%%
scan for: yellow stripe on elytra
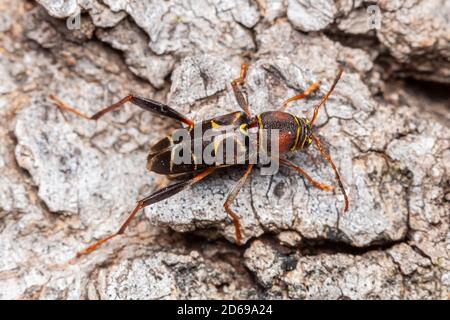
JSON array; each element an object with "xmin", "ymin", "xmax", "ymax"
[
  {"xmin": 167, "ymin": 136, "xmax": 175, "ymax": 172},
  {"xmin": 213, "ymin": 135, "xmax": 225, "ymax": 156},
  {"xmin": 291, "ymin": 115, "xmax": 301, "ymax": 151},
  {"xmin": 211, "ymin": 120, "xmax": 220, "ymax": 129},
  {"xmin": 239, "ymin": 123, "xmax": 248, "ymax": 135},
  {"xmin": 257, "ymin": 115, "xmax": 263, "ymax": 129},
  {"xmin": 257, "ymin": 115, "xmax": 265, "ymax": 152},
  {"xmin": 170, "ymin": 147, "xmax": 175, "ymax": 172},
  {"xmin": 213, "ymin": 139, "xmax": 220, "ymax": 155}
]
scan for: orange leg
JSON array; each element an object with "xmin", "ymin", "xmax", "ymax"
[
  {"xmin": 49, "ymin": 94, "xmax": 194, "ymax": 126},
  {"xmin": 74, "ymin": 168, "xmax": 215, "ymax": 259},
  {"xmin": 231, "ymin": 63, "xmax": 251, "ymax": 117},
  {"xmin": 279, "ymin": 81, "xmax": 321, "ymax": 111},
  {"xmin": 280, "ymin": 158, "xmax": 334, "ymax": 192},
  {"xmin": 223, "ymin": 164, "xmax": 253, "ymax": 245}
]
%%
Your copy should match the records above exactly, except that it contains no pictures.

Task result:
scan for: yellow stripe on elytra
JSON array; each element an object with "xmin", "ymin", "xmax", "ymax"
[
  {"xmin": 167, "ymin": 136, "xmax": 175, "ymax": 172},
  {"xmin": 213, "ymin": 135, "xmax": 225, "ymax": 156},
  {"xmin": 291, "ymin": 115, "xmax": 301, "ymax": 151},
  {"xmin": 211, "ymin": 120, "xmax": 220, "ymax": 129},
  {"xmin": 239, "ymin": 123, "xmax": 248, "ymax": 135},
  {"xmin": 257, "ymin": 115, "xmax": 263, "ymax": 129},
  {"xmin": 257, "ymin": 115, "xmax": 265, "ymax": 152},
  {"xmin": 170, "ymin": 147, "xmax": 175, "ymax": 172},
  {"xmin": 213, "ymin": 139, "xmax": 220, "ymax": 155}
]
scan for: orange leg
JSON array; each element an object with "xmin", "ymin", "xmax", "ymax"
[
  {"xmin": 49, "ymin": 94, "xmax": 194, "ymax": 126},
  {"xmin": 74, "ymin": 168, "xmax": 215, "ymax": 259},
  {"xmin": 231, "ymin": 63, "xmax": 251, "ymax": 117},
  {"xmin": 279, "ymin": 81, "xmax": 321, "ymax": 111},
  {"xmin": 280, "ymin": 158, "xmax": 334, "ymax": 192},
  {"xmin": 223, "ymin": 164, "xmax": 253, "ymax": 245}
]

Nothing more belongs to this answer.